Problem to work on
Print every record below exactly, minus the pictures.

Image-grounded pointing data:
╔══
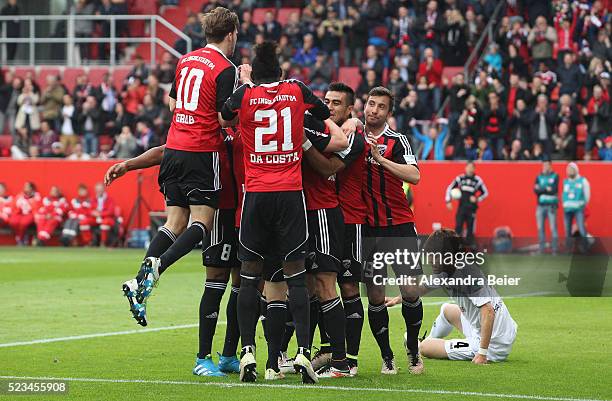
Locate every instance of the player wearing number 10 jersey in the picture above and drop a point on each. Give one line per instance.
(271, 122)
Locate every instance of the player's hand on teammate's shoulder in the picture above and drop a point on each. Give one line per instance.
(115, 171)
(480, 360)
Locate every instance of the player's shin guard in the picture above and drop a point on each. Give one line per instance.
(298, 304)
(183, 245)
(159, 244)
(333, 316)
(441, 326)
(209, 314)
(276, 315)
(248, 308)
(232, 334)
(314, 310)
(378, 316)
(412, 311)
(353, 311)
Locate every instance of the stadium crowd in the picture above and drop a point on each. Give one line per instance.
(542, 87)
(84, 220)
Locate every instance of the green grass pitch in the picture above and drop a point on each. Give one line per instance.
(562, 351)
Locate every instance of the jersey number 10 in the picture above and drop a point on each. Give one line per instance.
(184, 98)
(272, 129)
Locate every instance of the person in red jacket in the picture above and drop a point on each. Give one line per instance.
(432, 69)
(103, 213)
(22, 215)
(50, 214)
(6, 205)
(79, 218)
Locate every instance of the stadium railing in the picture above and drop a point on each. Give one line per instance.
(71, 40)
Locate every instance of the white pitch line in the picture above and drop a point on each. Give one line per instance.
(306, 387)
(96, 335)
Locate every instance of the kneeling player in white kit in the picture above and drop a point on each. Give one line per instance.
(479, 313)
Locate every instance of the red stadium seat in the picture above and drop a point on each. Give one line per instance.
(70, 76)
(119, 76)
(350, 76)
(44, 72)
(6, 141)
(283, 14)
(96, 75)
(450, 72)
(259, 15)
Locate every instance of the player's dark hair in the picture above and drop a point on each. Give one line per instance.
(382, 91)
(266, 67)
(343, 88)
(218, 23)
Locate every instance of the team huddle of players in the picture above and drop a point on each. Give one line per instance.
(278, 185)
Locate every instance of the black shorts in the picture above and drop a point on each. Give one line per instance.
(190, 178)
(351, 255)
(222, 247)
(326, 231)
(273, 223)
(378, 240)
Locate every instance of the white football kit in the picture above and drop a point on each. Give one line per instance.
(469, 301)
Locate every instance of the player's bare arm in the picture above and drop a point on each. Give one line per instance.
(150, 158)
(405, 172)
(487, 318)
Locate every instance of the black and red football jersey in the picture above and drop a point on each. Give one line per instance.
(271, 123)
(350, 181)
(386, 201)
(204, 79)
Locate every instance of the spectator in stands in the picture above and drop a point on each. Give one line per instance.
╚══
Solution to this task
Locate every instance of the player wearing number 10 jersey in the picture above and drop a point on each. Give one line per instance.
(271, 122)
Locate every instance of the player's hand on teammate's shoulder in the picture above and drop a point on each. Give one line per instance.
(115, 171)
(480, 360)
Locate every instance of the player's shin guard in the picture above and drop a point on each. Give one line per instance.
(298, 304)
(183, 245)
(159, 244)
(333, 316)
(441, 326)
(209, 314)
(276, 315)
(248, 308)
(232, 334)
(314, 310)
(378, 316)
(412, 311)
(353, 311)
Locate every instance of the stadium crowd in the picture above and drop a point on each. Give one line per instance.
(542, 87)
(84, 220)
Locate every instance of the green grass pitch in the picture above and drop a point on each. Give one line per instance.
(562, 351)
Locate every instance of the jersey number 10 in the picture above and drop a point on each. Give one line per instance.
(184, 98)
(272, 129)
Locate every instance of the person in red jacket in the picture above and drop a point on each. Give one line per instance.
(432, 69)
(103, 213)
(22, 215)
(50, 214)
(6, 205)
(79, 218)
Locate every instance of the stadium railing in the picture above and drop a point on each. Give one line per instance.
(71, 40)
Locate every instance of the white pitch line in the picture above and drop a point on each. Give one line per instance.
(306, 387)
(96, 335)
Locate every instance of the kneeling player in white kit in the picture above and drop a point on each. Give one line per instance.
(479, 313)
Locate every instance of the red stadium seat in the picture above and drop a point on each. Give one line per instance.
(70, 76)
(119, 76)
(350, 76)
(44, 72)
(6, 141)
(283, 14)
(96, 75)
(450, 72)
(259, 15)
Locate every instance of the player's dark hair in the picture above and drop a point on each. Give one line per instance.
(382, 91)
(266, 67)
(343, 88)
(218, 23)
Locate every instance of the team huddle of players in the picture above and drop a point on each. Give one line per instance.
(278, 185)
Locate every instance of the black shorts in the picture above and drop a point on each. Give one line per instance.
(190, 178)
(351, 255)
(222, 247)
(326, 231)
(273, 223)
(378, 240)
Locate every instance of the white football kit in the picture above and drop a point on each. Give one line per instance.
(469, 301)
Locate every instance of the player's bare arm in the picture above and drop a point on each. Give one line per instance.
(150, 158)
(405, 172)
(487, 318)
Locate every instance of the black and red football jersey in the picture above and drop a point on each. Give one line per instance.
(271, 123)
(350, 181)
(386, 201)
(204, 79)
Locate every instance of the spectator in stands in the picture above and drop a point on each. Give one line per instance.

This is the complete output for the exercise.